▶ **GIVEN PROBLEM**: Each entry below is to be transcribed exactly.

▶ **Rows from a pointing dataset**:
---
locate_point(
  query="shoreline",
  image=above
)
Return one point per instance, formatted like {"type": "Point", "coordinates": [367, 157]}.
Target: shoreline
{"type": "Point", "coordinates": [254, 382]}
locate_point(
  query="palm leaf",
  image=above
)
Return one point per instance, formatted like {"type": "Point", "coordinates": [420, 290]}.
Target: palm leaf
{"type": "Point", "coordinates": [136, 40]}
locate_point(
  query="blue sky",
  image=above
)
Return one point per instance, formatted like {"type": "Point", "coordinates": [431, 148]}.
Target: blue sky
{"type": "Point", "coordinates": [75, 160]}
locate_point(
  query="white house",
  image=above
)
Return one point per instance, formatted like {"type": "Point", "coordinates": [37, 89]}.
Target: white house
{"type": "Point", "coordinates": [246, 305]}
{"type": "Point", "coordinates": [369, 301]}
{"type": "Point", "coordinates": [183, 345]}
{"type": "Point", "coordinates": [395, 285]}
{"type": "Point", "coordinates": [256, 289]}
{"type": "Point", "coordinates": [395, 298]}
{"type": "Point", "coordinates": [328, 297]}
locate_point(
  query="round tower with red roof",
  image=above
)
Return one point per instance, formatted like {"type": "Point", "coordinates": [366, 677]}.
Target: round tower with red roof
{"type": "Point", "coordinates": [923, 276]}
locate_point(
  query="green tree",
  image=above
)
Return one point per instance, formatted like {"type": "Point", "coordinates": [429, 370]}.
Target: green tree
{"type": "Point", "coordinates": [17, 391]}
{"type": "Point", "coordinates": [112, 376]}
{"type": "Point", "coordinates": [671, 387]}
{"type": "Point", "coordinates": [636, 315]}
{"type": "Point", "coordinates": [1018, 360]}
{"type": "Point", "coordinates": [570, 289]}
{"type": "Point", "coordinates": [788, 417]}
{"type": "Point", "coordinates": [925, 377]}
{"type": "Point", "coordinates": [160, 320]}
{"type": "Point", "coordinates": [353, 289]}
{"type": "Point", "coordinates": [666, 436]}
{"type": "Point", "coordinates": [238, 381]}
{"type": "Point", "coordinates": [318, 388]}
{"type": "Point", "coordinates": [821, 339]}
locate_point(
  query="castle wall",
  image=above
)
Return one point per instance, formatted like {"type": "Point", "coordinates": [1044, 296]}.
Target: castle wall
---
▶ **THE COMPLETED TASK**:
locate_point(
  query="shoreline",
  image=above
)
Return one point per instance, formatted like {"type": "Point", "coordinates": [367, 157]}.
Target: shoreline
{"type": "Point", "coordinates": [254, 382]}
locate_point(
  query="palm leaf",
  image=above
)
Return one point per instance, formatted like {"type": "Point", "coordinates": [420, 290]}.
Target: palm leaf
{"type": "Point", "coordinates": [136, 40]}
locate_point(
  query="blue sky",
  image=above
)
Return one point per instance, formatted like {"type": "Point", "coordinates": [431, 148]}.
Target: blue sky
{"type": "Point", "coordinates": [75, 160]}
locate_point(
  query="white house",
  image=above
)
Return one point per instance, formatted like {"type": "Point", "coordinates": [37, 89]}.
Target: white house
{"type": "Point", "coordinates": [246, 305]}
{"type": "Point", "coordinates": [369, 301]}
{"type": "Point", "coordinates": [183, 345]}
{"type": "Point", "coordinates": [395, 285]}
{"type": "Point", "coordinates": [256, 289]}
{"type": "Point", "coordinates": [395, 298]}
{"type": "Point", "coordinates": [328, 297]}
locate_point(
  query="round tower with red roof",
  image=above
)
Return one point per instance, formatted like {"type": "Point", "coordinates": [366, 677]}.
Target: round tower with red roof
{"type": "Point", "coordinates": [923, 276]}
locate_point(
  query="green tree",
  image=above
)
Return one point per instance, formatted like {"type": "Point", "coordinates": [429, 370]}.
Target: green tree
{"type": "Point", "coordinates": [17, 391]}
{"type": "Point", "coordinates": [112, 376]}
{"type": "Point", "coordinates": [671, 387]}
{"type": "Point", "coordinates": [636, 315]}
{"type": "Point", "coordinates": [1018, 360]}
{"type": "Point", "coordinates": [570, 289]}
{"type": "Point", "coordinates": [788, 417]}
{"type": "Point", "coordinates": [925, 377]}
{"type": "Point", "coordinates": [160, 320]}
{"type": "Point", "coordinates": [353, 289]}
{"type": "Point", "coordinates": [666, 436]}
{"type": "Point", "coordinates": [238, 381]}
{"type": "Point", "coordinates": [318, 388]}
{"type": "Point", "coordinates": [821, 339]}
locate_point(
  query="castle wall",
  image=above
)
Return one point per instance, formatted like {"type": "Point", "coordinates": [1044, 296]}.
Target: castle wall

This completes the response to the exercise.